Reproduce the King v. Burwell text below word for word, in full, before the listing.
## START Text passage
In a highly anticipated decision issued by the Supreme Court in the matter of King v. Burwell, the Court upheld the issuance of tax credits under the Affordable Care Act (“ACA”) to individuals purchasing insurance from an Exchange established by the federal government. As the Court acknowledged, a contrary ruling would have effectively destroyed the central purpose of the ACA, which is to provide affordable health insurance to Americans.

To increase the affordability of health insurance, the ACA offers tax credits to individuals whose household income is between 100 percent and 400 percent of the federal poverty line. If the cost of purchasing insurance is more than eight percent of an individual’s household income, they are exempt from the requirement of purchasing insurance.

Under the ACA, health insurance is purchased from “Exchanges.” The ACA permits States to set up their own Exchanges from which residents can purchase insurance. However, the Act mandates that, if a State chooses not to establish its own Exchange, the federal government must operate an Exchange in that State.

One specific provision of the ACA was at issue in King, which states that the amount of the tax credit available is dependent upon whether the taxpayer has enrolled in “an Exchange established by the State.” The Petitioners in King, four residents of Virginia, argued that the plain meaning of the ACA sets forth that tax credits are only available in States with their own Exchanges and, thus, because Virginia does not have its own Exchange, Petitioners were not eligible for tax credits and were therefore exempt from purchasing insurance under the eight percent income exemption.

The Supreme Court wholly disagreed, looking at the ACA in its entirety to determine that the Petitioners’ interpretation was “implausible.” For example, the Court looked to the meaning of a “qualified individual” as an individual who “resides in a State that established the Exchange.” The Court noted that, if it were to agree with the Petitioners’ reading of the ACA, then there would be no “qualified individuals” in States with federally-run Exchanges, which contradicts the requirement that all Exchanges—federally or State controlled—make health plans available to “qualified individuals.”
## END Text passage
## START Stored rows
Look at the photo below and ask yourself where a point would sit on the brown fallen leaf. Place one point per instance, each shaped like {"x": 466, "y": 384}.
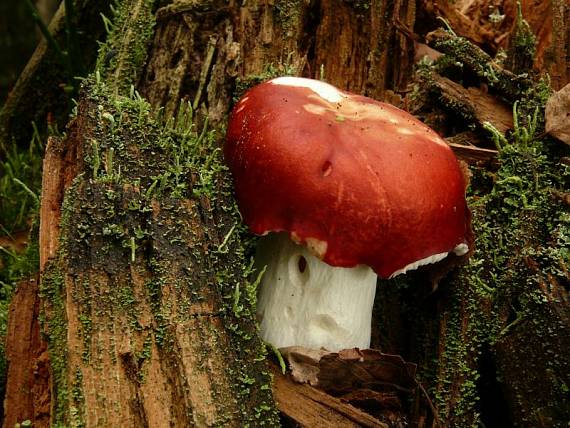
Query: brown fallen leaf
{"x": 365, "y": 378}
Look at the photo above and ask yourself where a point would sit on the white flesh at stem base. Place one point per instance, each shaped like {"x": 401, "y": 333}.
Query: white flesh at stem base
{"x": 303, "y": 301}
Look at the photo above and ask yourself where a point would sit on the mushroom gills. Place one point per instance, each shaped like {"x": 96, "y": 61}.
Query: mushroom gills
{"x": 303, "y": 301}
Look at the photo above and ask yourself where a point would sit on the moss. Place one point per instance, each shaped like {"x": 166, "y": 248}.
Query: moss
{"x": 54, "y": 322}
{"x": 136, "y": 209}
{"x": 122, "y": 57}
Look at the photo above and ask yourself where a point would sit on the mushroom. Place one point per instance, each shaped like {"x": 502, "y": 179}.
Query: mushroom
{"x": 355, "y": 187}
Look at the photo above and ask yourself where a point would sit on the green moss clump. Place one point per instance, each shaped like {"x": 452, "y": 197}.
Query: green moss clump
{"x": 123, "y": 55}
{"x": 157, "y": 200}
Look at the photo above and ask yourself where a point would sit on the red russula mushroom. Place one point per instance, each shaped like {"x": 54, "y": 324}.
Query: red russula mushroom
{"x": 357, "y": 181}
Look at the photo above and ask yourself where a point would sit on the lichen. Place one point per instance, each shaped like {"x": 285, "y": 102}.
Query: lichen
{"x": 506, "y": 291}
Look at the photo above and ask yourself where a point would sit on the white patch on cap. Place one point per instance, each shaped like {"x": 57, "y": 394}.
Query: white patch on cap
{"x": 315, "y": 109}
{"x": 322, "y": 89}
{"x": 427, "y": 261}
{"x": 461, "y": 250}
{"x": 406, "y": 131}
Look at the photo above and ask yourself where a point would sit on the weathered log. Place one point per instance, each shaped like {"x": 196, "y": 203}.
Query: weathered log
{"x": 27, "y": 388}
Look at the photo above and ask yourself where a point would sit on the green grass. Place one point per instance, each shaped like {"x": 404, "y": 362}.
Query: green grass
{"x": 20, "y": 182}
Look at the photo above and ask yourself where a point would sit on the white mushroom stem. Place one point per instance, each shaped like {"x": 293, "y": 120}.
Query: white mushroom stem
{"x": 305, "y": 302}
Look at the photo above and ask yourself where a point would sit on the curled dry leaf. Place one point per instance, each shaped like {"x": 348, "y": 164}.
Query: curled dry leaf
{"x": 558, "y": 115}
{"x": 365, "y": 378}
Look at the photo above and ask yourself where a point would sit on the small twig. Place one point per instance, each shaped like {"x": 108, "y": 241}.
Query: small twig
{"x": 205, "y": 71}
{"x": 430, "y": 404}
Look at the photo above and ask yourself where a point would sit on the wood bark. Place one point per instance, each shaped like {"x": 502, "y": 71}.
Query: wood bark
{"x": 207, "y": 53}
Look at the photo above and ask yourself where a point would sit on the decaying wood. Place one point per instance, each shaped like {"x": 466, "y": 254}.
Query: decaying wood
{"x": 186, "y": 380}
{"x": 60, "y": 167}
{"x": 558, "y": 115}
{"x": 479, "y": 63}
{"x": 27, "y": 387}
{"x": 310, "y": 407}
{"x": 473, "y": 155}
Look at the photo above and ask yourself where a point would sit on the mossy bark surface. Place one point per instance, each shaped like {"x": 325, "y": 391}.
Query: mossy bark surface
{"x": 147, "y": 286}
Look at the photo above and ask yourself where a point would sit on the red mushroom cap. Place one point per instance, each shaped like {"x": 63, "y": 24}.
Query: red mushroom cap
{"x": 356, "y": 180}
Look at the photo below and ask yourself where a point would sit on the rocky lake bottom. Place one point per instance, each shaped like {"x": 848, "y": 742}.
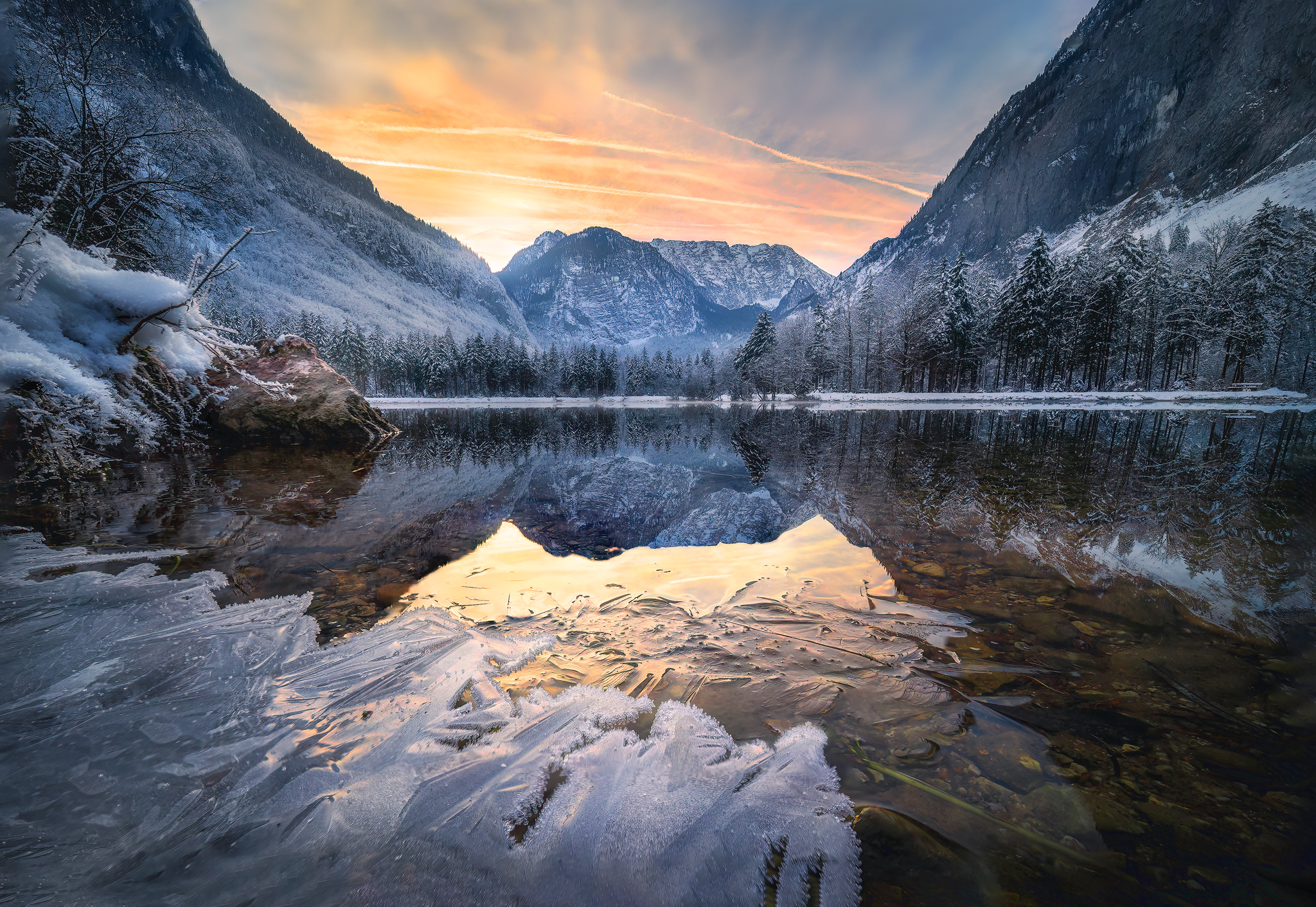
## END Stored rows
Output of the task
In a highly anticipated decision issued by the Supreme Court in the matter of King v. Burwell, the Court upheld the issuance of tax credits under the Affordable Care Act (“ACA”) to individuals purchasing insurance from an Exchange established by the federal government. As the Court acknowledged, a contrary ruling would have effectively destroyed the central purpose of the ACA, which is to provide affordable health insurance to Americans.

To increase the affordability of health insurance, the ACA offers tax credits to individuals whose household income is between 100 percent and 400 percent of the federal poverty line. If the cost of purchasing insurance is more than eight percent of an individual’s household income, they are exempt from the requirement of purchasing insurance.

Under the ACA, health insurance is purchased from “Exchanges.” The ACA permits States to set up their own Exchanges from which residents can purchase insurance. However, the Act mandates that, if a State chooses not to establish its own Exchange, the federal government must operate an Exchange in that State.

One specific provision of the ACA was at issue in King, which states that the amount of the tax credit available is dependent upon whether the taxpayer has enrolled in “an Exchange established by the State.” The Petitioners in King, four residents of Virginia, argued that the plain meaning of the ACA sets forth that tax credits are only available in States with their own Exchanges and, thus, because Virginia does not have its own Exchange, Petitioners were not eligible for tax credits and were therefore exempt from purchasing insurance under the eight percent income exemption.

The Supreme Court wholly disagreed, looking at the ACA in its entirety to determine that the Petitioners’ interpretation was “implausible.” For example, the Court looked to the meaning of a “qualified individual” as an individual who “resides in a State that established the Exchange.” The Court noted that, if it were to agree with the Petitioners’ reading of the ACA, then there would be no “qualified individuals” in States with federally-run Exchanges, which contradicts the requirement that all Exchanges—federally or State controlled—make health plans available to “qualified individuals.”